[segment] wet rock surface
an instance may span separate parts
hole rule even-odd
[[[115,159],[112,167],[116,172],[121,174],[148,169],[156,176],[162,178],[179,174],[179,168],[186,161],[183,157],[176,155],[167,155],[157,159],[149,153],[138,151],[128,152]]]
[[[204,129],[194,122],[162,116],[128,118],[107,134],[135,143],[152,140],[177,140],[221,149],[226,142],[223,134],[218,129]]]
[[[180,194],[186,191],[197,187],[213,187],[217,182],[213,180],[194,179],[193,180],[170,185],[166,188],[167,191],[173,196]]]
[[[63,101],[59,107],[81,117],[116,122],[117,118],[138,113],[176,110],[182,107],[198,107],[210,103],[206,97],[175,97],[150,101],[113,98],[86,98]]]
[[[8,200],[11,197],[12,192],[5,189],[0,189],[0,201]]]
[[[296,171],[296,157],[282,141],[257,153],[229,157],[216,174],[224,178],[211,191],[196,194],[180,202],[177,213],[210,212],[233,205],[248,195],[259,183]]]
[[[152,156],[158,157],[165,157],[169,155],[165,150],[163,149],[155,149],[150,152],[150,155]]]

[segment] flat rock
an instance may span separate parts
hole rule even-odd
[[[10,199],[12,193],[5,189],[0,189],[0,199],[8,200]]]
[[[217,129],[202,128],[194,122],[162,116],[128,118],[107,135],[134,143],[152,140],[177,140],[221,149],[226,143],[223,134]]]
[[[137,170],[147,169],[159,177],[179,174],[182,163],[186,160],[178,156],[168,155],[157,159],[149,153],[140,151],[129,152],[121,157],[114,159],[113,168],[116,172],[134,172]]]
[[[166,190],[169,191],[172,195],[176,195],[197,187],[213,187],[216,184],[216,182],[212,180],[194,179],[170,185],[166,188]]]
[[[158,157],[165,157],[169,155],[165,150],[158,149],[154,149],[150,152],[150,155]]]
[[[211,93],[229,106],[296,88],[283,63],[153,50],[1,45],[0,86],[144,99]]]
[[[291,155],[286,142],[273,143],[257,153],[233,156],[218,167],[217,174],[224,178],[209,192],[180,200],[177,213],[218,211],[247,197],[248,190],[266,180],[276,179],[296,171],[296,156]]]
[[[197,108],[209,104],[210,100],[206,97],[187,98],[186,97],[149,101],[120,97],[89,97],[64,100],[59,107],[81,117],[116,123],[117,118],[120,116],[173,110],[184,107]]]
◇ ◇ ◇
▶ [What is being asked] Put every line of the items above into a Markdown table with two columns, Row and Item line, numbering each row and leaving out blank lines.

▶ [Finished task]
| Row | Item line |
|---|---|
| 1 | [segment] wet rock surface |
| 2 | an instance may span separate parts |
| 3 | hole rule even-odd |
| 4 | [[[115,159],[112,167],[116,172],[121,174],[148,169],[156,176],[162,178],[179,174],[179,168],[186,161],[183,157],[176,155],[167,155],[157,159],[149,153],[138,151],[128,152]]] |
| 5 | [[[204,129],[194,122],[162,116],[128,118],[107,134],[135,143],[152,140],[177,140],[221,149],[226,142],[223,134],[218,129]]] |
| 6 | [[[180,194],[186,191],[197,187],[213,187],[217,182],[213,180],[194,179],[193,180],[170,185],[166,188],[167,191],[173,196]]] |
| 7 | [[[63,101],[59,107],[81,117],[116,122],[117,118],[138,113],[176,110],[182,107],[198,107],[210,103],[206,97],[175,97],[150,101],[113,98],[86,98]]] |
| 8 | [[[8,200],[11,197],[12,192],[5,189],[0,189],[0,201]]] |
| 9 | [[[296,171],[296,157],[282,141],[257,153],[229,157],[216,174],[224,178],[211,191],[196,194],[180,202],[177,213],[210,212],[233,205],[248,195],[259,183]]] |
| 10 | [[[152,156],[158,157],[165,157],[169,155],[165,150],[163,149],[155,149],[150,152],[150,155]]] |
| 11 | [segment] flat rock |
| 12 | an instance may span separate parts |
| 13 | hole rule even-odd |
| 14 | [[[10,199],[12,193],[5,189],[0,189],[0,199],[8,200]]] |
| 15 | [[[217,129],[202,128],[194,122],[162,116],[128,118],[107,135],[134,143],[152,140],[177,140],[221,149],[226,143],[223,134]]] |
| 16 | [[[137,170],[147,169],[159,177],[179,174],[182,163],[186,160],[178,156],[168,155],[157,159],[149,153],[140,151],[129,152],[121,157],[114,159],[113,168],[116,172],[134,172]]] |
| 17 | [[[166,190],[169,191],[172,195],[176,195],[197,187],[213,187],[216,184],[216,182],[212,180],[194,179],[170,185],[166,188]]] |
| 18 | [[[158,157],[165,157],[169,155],[165,150],[158,149],[154,149],[150,152],[150,155]]] |
| 19 | [[[211,93],[229,106],[296,88],[283,63],[153,50],[1,45],[0,86],[144,99]]] |
| 20 | [[[291,155],[286,142],[273,143],[257,153],[233,156],[218,167],[217,174],[224,178],[209,192],[180,200],[177,213],[218,211],[247,197],[248,190],[266,180],[276,179],[296,171],[296,156]]] |
| 21 | [[[197,108],[209,104],[210,100],[206,97],[187,98],[186,97],[149,101],[120,97],[89,97],[64,100],[59,107],[81,117],[116,123],[117,118],[120,116],[173,110],[184,107]]] |